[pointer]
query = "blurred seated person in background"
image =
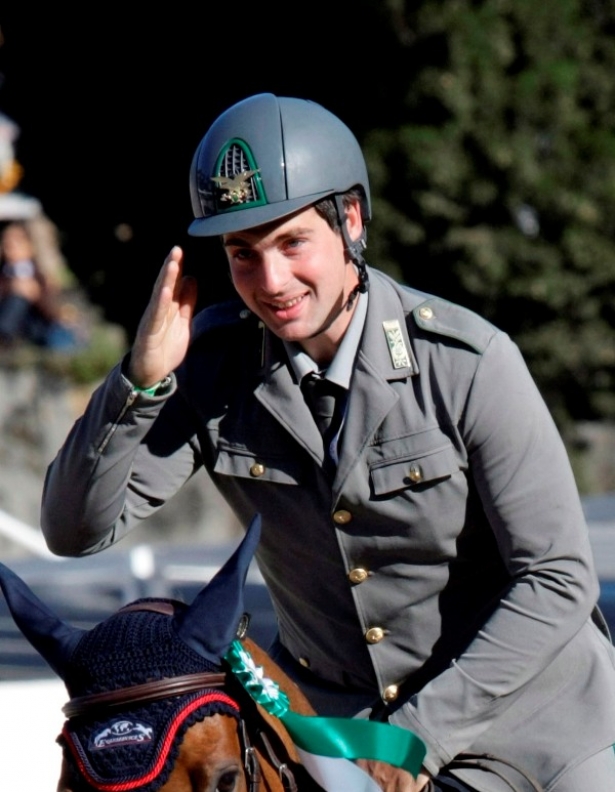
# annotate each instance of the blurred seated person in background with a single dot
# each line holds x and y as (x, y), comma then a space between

_ _ _ _ _

Please reproduce the lines above word for word, leaving out the picture.

**RIGHT ANSWER:**
[pointer]
query = "blurred seated person in background"
image =
# annotate each instance of the blurred seated person in background with a single dot
# each line holds x and y as (x, y), comma then a space between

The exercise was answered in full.